WHAT IS REQUIRED:
Output the lines as a JSON list of strings, one string per line and no blank lines, taking only the stretch from the line containing "# test: mark one point on the window, one" through the end of the lines.

EXTRACTED INFORMATION:

■ ■ ■

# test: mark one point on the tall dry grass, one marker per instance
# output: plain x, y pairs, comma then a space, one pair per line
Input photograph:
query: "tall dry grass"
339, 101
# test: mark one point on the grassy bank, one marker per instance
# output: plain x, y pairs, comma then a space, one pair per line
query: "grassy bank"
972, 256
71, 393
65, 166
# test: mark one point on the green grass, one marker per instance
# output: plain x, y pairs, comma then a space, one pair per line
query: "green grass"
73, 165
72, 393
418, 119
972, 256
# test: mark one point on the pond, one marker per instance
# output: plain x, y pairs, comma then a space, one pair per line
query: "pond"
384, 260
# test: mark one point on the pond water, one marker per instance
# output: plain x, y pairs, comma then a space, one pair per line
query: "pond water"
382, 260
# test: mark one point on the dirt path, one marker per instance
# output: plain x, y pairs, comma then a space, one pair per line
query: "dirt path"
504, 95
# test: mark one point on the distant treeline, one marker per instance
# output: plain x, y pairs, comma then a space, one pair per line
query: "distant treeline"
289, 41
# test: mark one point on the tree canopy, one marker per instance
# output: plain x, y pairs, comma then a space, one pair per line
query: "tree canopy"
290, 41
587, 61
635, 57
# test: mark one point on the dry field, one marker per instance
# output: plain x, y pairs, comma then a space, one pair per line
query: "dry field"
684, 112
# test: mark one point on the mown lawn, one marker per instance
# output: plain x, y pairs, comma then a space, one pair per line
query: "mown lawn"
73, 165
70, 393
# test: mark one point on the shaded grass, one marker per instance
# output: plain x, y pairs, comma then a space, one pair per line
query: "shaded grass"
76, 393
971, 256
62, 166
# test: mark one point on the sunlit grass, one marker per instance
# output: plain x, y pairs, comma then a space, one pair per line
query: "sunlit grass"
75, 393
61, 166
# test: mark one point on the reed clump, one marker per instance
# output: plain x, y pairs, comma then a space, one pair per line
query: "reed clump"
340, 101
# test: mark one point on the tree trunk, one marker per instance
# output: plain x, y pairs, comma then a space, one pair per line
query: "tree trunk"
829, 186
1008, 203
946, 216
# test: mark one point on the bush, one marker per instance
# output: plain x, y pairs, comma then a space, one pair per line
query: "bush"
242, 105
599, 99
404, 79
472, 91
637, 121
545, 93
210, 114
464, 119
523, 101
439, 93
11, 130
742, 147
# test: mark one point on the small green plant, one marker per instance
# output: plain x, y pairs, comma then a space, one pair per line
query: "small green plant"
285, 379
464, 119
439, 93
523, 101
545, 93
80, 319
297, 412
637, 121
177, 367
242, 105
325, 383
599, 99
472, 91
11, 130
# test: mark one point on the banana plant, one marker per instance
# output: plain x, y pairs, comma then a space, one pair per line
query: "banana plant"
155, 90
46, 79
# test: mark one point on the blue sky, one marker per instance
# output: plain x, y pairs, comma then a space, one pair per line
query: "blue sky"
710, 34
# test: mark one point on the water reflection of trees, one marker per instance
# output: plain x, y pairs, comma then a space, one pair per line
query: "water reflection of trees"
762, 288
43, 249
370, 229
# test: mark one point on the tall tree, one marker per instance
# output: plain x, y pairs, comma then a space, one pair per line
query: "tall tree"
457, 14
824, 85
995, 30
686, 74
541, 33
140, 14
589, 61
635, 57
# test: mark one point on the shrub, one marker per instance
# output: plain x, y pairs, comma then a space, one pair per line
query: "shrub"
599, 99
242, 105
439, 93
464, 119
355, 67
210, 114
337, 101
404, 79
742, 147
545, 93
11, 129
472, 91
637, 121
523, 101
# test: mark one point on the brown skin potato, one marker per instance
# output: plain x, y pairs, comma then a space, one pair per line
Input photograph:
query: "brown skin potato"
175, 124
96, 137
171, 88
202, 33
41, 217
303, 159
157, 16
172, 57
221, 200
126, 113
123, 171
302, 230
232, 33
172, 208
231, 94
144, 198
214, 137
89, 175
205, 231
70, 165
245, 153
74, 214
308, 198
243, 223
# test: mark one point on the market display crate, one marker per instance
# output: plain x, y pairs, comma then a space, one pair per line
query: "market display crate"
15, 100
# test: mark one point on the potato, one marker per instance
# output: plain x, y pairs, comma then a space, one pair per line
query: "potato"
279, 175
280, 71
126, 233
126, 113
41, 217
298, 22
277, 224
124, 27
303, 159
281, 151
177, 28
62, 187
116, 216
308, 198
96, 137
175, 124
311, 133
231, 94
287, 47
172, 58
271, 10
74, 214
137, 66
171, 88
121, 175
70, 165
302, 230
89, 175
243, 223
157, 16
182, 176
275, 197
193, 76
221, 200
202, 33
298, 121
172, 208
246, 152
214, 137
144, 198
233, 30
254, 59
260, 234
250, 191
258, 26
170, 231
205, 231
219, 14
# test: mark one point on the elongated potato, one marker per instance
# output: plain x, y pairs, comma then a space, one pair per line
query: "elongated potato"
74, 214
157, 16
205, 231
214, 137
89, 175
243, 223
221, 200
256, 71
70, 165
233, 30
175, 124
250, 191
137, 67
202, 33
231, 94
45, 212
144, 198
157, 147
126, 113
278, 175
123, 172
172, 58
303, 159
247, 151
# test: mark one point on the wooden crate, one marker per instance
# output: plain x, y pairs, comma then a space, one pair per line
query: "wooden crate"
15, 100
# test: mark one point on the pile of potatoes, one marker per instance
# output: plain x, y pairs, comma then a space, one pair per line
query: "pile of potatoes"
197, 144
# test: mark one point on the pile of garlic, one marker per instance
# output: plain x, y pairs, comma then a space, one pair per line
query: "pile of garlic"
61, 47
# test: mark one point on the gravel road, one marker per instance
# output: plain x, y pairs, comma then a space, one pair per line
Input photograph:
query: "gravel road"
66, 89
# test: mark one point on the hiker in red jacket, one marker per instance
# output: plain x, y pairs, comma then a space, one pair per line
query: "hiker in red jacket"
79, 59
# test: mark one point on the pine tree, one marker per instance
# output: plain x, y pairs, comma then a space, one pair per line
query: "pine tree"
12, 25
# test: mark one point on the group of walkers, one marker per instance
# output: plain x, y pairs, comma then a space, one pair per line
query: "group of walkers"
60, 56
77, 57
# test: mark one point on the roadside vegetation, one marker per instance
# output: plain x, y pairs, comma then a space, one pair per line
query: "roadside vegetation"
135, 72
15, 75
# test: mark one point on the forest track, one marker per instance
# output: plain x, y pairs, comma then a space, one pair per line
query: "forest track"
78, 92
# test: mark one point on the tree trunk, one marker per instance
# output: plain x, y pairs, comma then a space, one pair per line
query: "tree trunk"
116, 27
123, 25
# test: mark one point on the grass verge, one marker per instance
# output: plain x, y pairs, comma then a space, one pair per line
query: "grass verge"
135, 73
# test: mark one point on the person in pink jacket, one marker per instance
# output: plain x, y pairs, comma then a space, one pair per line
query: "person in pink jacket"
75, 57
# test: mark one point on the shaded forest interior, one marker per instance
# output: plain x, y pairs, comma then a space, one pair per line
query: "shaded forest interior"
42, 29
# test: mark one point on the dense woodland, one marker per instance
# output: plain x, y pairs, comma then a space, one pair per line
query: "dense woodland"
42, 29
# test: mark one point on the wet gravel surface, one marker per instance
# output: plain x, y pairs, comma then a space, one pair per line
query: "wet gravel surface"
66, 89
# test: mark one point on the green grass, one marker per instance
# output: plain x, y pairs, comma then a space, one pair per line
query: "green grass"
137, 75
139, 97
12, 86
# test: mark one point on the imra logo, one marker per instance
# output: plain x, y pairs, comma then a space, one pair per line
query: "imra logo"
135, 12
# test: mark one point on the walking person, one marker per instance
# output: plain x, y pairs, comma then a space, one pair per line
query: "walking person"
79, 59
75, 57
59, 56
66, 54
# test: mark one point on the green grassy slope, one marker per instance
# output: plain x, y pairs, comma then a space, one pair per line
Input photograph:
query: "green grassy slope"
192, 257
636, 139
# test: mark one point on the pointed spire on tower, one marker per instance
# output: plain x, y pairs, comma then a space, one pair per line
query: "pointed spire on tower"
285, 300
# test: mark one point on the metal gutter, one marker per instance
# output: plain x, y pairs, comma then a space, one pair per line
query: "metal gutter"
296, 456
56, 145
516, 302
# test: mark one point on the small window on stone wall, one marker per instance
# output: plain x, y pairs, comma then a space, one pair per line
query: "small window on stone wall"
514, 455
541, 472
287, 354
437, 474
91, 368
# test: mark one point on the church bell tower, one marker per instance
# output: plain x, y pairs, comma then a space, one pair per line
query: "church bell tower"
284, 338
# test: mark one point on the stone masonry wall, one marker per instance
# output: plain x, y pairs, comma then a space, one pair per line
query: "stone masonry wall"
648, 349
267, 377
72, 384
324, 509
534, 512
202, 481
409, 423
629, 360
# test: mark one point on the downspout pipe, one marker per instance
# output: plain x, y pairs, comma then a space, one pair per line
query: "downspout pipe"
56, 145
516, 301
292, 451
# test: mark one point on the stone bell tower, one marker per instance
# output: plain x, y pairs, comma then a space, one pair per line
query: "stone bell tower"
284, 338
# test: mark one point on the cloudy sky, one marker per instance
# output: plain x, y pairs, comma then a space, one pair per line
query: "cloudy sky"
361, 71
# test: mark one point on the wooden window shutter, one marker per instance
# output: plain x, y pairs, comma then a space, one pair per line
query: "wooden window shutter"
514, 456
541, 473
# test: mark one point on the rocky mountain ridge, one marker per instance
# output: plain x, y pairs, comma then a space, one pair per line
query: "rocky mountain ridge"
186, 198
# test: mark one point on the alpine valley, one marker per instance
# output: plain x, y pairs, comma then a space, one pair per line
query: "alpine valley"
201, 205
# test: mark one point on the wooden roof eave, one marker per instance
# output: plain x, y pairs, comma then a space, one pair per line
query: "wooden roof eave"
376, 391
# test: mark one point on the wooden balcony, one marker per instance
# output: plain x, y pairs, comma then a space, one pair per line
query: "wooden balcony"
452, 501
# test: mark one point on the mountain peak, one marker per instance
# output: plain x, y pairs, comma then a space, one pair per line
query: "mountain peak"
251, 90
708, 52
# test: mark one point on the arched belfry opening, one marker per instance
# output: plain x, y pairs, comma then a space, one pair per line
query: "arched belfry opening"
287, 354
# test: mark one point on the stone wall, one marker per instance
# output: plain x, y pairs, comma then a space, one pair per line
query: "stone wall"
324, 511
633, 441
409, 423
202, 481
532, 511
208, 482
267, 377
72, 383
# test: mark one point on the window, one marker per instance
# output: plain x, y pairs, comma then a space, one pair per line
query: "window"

■ ■ ■

ANSWER FOR THE TASK:
[
  "# test: mark one point on the window, one marker per instance",
  "# output: plain x, y pairs, comma then a space, one pair per line",
  "query: \"window\""
]